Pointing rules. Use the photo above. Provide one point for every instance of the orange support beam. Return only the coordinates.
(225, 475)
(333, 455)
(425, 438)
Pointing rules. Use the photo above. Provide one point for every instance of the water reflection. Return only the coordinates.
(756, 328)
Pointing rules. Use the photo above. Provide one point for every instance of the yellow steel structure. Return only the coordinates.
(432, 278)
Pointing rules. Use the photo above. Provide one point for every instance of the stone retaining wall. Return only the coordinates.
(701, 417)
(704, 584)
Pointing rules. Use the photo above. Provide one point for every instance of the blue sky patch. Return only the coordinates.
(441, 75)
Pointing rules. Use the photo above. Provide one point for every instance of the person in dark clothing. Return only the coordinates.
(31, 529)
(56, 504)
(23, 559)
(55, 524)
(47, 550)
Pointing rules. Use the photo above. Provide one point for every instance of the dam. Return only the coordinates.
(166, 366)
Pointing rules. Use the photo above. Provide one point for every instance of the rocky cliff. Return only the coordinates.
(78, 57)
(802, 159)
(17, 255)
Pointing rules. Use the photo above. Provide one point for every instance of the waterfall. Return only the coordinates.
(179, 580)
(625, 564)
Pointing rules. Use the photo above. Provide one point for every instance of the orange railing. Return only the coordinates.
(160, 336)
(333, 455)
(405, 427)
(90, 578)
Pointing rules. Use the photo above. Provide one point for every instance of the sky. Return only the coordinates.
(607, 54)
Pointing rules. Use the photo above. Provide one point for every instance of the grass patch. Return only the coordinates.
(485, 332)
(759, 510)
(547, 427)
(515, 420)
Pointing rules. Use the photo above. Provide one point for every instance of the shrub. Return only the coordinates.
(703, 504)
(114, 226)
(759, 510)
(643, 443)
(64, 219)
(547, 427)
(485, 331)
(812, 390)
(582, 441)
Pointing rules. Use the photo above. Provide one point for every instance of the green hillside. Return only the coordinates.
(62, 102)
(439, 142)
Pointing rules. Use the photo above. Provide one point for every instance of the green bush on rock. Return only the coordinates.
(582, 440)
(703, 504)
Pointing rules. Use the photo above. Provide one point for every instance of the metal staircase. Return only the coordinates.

> **Your objective**: Please reproduce all of the data above word for word, changing nothing.

> **Result of the task**:
Pointing rules. Use the photo above. Provide one point for every instance of the orange support beam. Return only the coordinates.
(225, 475)
(333, 455)
(425, 438)
Pointing rules. Use the photo above. Provide one point for every instance of the water reflection. Return only the coordinates.
(756, 328)
Pointing rules. Use the photo above. Provide one point for every instance of the yellow steel structure. Return only the coordinates.
(432, 278)
Pointing rules. Use the photo above. Provide one point for every instance of the stone retaining wall. Return only the coordinates.
(701, 417)
(704, 584)
Pointing rules. Use the photo above. Provide one point for every instance of the blue sky patch. Return only the coordinates.
(441, 75)
Pointing rules. Use the photo above. Provide one point for every instance of the person in dark clothing. Return only the coordinates.
(31, 529)
(56, 504)
(23, 559)
(55, 524)
(47, 550)
Pointing rules. Use the photo above. Provide one point for every instance of the dam. Return only the coordinates.
(166, 366)
Pointing rules. Use the photo above. Provide one point for every instance of the rocky cliff. Return only the coordinates.
(78, 57)
(802, 159)
(17, 255)
Pointing rules. Use the photo above. Provide one point for every instance of the waterfall. Return only the coordinates.
(179, 580)
(625, 564)
Pointing rules. Use the photo above. Provide one point for every instance of the orange railing. Return only the coordinates.
(160, 336)
(333, 455)
(405, 427)
(90, 578)
Pointing rules. Use the photo above. Provide one point for every instance of the sky. Return only the coordinates.
(607, 54)
Pointing rules. Use the photo above. Provide one point for every instance of the grass patch. Return only the coordinates.
(485, 332)
(759, 510)
(547, 427)
(515, 420)
Pointing rules. Use the photo above. Provide one point for every instance of the shrub. Return only the coordinates.
(703, 504)
(114, 226)
(759, 510)
(643, 443)
(64, 219)
(547, 427)
(485, 331)
(812, 390)
(582, 441)
Pointing rules. Use the photo above. Provide one point for every instance of the green hillside. Return only the coordinates.
(62, 102)
(439, 142)
Pointing rules. Use the photo above. Provide one point for every instance of the green bush on rock. Return only the coordinates.
(582, 440)
(703, 504)
Pointing rules. Use the photo above. Provide one point for every instance of the metal staircase. Return only the coordinates.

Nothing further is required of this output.